» Input material
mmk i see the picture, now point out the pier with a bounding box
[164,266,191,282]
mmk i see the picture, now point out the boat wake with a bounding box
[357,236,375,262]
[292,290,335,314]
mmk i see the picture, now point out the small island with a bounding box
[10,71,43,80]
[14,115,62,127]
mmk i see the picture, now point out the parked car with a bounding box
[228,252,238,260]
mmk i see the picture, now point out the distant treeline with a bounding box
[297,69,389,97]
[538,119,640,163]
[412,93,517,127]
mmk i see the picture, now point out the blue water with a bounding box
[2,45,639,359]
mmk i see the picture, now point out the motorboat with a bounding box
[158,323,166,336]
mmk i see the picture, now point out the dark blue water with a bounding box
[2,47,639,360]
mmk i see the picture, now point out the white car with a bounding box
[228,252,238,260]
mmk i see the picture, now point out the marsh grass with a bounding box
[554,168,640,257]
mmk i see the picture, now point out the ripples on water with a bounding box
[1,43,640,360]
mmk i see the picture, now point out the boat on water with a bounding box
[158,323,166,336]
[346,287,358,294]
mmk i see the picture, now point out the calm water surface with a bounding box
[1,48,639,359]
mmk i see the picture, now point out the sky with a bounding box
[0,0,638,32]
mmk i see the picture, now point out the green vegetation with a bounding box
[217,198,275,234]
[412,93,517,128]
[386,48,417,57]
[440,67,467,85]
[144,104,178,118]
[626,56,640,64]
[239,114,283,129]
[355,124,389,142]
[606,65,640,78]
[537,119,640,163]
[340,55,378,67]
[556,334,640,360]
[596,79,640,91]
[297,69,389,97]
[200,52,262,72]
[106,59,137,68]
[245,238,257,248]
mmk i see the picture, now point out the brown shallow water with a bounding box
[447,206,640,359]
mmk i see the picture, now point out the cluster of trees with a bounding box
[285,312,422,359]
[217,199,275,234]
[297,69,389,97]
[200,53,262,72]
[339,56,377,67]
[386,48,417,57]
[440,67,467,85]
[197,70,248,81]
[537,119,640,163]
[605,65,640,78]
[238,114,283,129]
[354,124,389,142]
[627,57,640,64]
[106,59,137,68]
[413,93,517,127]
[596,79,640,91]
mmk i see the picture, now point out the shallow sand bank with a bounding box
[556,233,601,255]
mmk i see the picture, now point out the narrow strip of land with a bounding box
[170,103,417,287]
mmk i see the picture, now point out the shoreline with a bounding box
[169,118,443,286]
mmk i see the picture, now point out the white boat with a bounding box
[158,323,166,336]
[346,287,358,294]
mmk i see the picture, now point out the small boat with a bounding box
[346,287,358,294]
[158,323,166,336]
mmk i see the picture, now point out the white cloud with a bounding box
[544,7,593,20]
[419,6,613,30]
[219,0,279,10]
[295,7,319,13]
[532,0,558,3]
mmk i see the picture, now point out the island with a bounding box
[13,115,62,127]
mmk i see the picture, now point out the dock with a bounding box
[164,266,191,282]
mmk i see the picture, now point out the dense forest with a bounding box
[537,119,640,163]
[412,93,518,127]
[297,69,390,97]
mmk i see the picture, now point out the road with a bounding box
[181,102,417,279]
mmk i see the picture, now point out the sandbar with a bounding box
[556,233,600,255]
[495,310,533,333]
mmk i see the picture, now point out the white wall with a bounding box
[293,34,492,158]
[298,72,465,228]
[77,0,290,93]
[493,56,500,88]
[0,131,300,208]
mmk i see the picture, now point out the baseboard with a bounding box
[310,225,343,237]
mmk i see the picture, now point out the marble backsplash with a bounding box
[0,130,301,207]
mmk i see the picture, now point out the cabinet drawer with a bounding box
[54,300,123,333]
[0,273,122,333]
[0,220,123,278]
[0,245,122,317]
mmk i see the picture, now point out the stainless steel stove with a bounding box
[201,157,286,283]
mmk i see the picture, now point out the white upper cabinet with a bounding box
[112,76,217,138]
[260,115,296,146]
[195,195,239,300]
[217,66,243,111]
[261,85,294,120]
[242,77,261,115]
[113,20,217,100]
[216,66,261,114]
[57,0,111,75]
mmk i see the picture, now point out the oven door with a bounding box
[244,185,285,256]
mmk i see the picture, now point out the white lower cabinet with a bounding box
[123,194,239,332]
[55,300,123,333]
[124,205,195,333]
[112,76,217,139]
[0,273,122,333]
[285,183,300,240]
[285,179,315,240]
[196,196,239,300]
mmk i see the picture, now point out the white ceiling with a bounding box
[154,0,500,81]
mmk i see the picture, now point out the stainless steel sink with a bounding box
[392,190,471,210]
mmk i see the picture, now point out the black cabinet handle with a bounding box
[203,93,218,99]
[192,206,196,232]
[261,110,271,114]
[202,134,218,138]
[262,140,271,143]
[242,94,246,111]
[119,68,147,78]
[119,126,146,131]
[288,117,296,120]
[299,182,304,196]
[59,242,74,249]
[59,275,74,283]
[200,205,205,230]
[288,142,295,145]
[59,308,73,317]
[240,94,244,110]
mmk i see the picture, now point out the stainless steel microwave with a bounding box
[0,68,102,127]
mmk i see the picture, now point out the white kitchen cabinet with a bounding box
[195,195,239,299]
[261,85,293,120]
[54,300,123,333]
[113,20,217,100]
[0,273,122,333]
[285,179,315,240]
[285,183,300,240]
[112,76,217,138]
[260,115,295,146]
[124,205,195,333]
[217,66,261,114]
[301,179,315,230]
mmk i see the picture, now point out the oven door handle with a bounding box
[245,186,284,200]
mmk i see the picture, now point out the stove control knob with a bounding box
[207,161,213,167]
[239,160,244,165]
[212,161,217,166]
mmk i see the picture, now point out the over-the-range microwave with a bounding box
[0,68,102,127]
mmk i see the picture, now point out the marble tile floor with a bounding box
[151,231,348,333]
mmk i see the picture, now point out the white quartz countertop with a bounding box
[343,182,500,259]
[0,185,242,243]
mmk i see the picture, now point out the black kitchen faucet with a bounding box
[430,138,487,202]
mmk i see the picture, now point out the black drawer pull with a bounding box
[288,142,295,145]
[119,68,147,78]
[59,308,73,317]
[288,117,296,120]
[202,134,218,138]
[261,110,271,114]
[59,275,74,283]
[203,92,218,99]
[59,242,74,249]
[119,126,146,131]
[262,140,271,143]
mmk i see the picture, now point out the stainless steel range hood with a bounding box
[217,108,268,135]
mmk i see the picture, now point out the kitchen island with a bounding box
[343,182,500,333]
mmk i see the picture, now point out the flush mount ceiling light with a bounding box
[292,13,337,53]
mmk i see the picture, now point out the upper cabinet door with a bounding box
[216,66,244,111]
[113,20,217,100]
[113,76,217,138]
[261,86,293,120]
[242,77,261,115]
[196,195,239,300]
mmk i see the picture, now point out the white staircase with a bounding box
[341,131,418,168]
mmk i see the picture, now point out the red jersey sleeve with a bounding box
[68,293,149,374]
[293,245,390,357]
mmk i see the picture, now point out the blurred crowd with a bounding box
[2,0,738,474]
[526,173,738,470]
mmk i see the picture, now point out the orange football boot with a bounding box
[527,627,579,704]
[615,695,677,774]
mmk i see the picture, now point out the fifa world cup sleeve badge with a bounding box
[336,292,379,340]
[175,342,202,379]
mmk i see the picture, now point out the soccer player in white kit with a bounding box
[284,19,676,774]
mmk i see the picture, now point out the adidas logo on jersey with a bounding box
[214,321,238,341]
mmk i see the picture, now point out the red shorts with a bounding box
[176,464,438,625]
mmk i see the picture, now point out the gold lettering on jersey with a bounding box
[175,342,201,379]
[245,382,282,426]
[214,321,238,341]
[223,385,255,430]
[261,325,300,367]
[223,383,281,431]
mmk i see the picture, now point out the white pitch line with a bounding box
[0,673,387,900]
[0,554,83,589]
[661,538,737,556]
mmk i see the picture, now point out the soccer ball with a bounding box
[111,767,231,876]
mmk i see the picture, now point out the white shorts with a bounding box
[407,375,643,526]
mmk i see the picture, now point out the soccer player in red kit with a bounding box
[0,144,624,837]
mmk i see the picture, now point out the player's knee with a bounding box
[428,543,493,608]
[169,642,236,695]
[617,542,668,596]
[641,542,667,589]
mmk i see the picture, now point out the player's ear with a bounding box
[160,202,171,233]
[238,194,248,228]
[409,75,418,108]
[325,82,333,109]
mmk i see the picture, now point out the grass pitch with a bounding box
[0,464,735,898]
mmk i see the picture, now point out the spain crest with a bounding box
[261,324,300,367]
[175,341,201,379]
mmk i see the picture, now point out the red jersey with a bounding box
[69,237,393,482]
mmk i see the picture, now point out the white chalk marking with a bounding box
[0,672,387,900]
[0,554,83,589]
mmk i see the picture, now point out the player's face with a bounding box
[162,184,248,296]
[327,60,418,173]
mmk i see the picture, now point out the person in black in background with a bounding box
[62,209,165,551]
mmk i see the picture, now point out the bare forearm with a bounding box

» Task instructions
Only one span of lines is wanted: the line with "mmk i see the picture, now point out the player's face" and every line after it to the end of the entries, output exactly.

» Answer box
mmk i see the picture, now point out the player's face with a bounding box
[162,184,248,296]
[327,60,418,173]
mmk i see the picture, now point out the person in black in background with a bounding box
[62,209,165,551]
mmk i see the picture, now point out the bare forearm with a bounding box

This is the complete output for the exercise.